Swap every "dot" in the records below for "mark" and leave everything else as it is.

━━━━━━

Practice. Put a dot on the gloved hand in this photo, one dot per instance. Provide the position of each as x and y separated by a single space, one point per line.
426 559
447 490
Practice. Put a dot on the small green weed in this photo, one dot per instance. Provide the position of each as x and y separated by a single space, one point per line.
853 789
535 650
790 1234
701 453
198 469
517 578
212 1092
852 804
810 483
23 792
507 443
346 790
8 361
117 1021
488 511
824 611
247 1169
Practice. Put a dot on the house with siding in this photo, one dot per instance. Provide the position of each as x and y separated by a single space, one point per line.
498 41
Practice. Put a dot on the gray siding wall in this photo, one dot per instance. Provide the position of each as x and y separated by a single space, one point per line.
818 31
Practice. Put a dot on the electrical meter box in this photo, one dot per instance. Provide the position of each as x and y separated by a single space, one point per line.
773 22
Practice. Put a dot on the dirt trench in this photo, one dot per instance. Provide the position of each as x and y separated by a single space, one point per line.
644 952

━━━━━━

Solution for this task:
Practice. Put a mark on the gloved hand in this photo, one mark per instance. Provide the position of each as x and y separated by a single space, one point per line.
426 559
447 490
Practice. Put a mark on the small green weed in this photo, one mark per instance. Provide the position of each as x and y separated by a single space, one point per line.
853 789
535 650
790 1234
701 453
198 469
517 578
212 1092
852 804
810 483
23 792
507 443
346 790
8 361
117 1021
488 511
824 611
247 1169
Practice. Put a mark on the house with siding in this photo, one mark per instance. Provide the position of each as x and y separated by a single space, one point per line.
498 41
Practice. Put a mark on the gray siding wall in this photo, one mark per instance. Provide the position of each as x and y separated by a single space, one point per line.
818 31
Practice. Put a mark on the electrical meter box in this photo, one mark per instance. Provide the position of each as x and y separated by a single space, one point per line.
773 22
Practice. Put a mark on the dirt trench in this photo, one mark per instance. Provide the position of each as x and y separated by a single space, one point per line.
644 952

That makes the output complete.